-- Source data --
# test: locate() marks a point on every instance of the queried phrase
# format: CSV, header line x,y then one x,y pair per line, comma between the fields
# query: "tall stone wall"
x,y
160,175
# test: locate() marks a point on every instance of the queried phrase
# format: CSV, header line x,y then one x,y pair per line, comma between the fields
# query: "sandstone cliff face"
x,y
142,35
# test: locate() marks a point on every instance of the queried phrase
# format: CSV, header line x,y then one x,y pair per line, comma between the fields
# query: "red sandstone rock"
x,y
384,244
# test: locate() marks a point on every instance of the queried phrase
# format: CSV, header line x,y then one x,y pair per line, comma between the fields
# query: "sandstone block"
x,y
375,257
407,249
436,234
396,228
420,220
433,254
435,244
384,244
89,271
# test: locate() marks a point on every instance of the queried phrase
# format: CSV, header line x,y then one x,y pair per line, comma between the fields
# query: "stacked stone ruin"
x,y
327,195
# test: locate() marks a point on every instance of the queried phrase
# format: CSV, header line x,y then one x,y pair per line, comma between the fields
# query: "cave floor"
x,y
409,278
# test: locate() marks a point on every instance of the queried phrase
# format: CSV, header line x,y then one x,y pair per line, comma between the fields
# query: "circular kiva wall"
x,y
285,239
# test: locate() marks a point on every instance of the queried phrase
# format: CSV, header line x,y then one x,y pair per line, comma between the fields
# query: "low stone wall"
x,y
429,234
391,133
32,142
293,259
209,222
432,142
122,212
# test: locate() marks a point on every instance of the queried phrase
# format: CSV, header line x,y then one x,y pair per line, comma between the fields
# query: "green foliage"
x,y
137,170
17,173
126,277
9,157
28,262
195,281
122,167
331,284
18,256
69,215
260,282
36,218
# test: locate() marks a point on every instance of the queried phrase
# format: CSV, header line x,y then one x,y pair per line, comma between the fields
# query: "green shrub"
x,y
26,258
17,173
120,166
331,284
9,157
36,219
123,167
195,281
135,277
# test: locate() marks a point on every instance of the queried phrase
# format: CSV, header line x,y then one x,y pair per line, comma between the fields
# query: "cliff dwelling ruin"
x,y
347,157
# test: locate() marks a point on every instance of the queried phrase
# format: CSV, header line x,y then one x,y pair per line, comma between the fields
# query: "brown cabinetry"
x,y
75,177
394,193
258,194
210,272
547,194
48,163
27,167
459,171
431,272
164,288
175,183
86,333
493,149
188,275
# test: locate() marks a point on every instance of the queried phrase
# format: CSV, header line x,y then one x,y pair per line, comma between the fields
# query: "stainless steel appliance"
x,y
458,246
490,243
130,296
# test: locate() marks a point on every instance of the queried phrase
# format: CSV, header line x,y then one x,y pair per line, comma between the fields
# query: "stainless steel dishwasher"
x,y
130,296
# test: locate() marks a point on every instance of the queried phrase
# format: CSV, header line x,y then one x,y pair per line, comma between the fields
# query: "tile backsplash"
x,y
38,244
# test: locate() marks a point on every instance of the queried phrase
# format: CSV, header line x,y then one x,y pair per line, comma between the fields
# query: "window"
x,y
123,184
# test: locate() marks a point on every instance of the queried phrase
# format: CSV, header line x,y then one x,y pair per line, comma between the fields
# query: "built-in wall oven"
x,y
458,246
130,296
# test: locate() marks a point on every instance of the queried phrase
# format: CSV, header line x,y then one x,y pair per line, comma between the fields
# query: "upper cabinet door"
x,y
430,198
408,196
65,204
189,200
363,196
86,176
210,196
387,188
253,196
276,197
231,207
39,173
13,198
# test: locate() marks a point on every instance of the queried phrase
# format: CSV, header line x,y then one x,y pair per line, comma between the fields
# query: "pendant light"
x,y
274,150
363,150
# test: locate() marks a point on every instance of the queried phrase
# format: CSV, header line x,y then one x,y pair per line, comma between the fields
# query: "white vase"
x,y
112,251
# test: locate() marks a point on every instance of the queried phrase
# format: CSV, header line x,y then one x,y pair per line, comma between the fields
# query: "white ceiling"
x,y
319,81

-- Goal --
How many lines in the entries above contain the string "stainless"? Reply with only the number.

-- Written solution --
2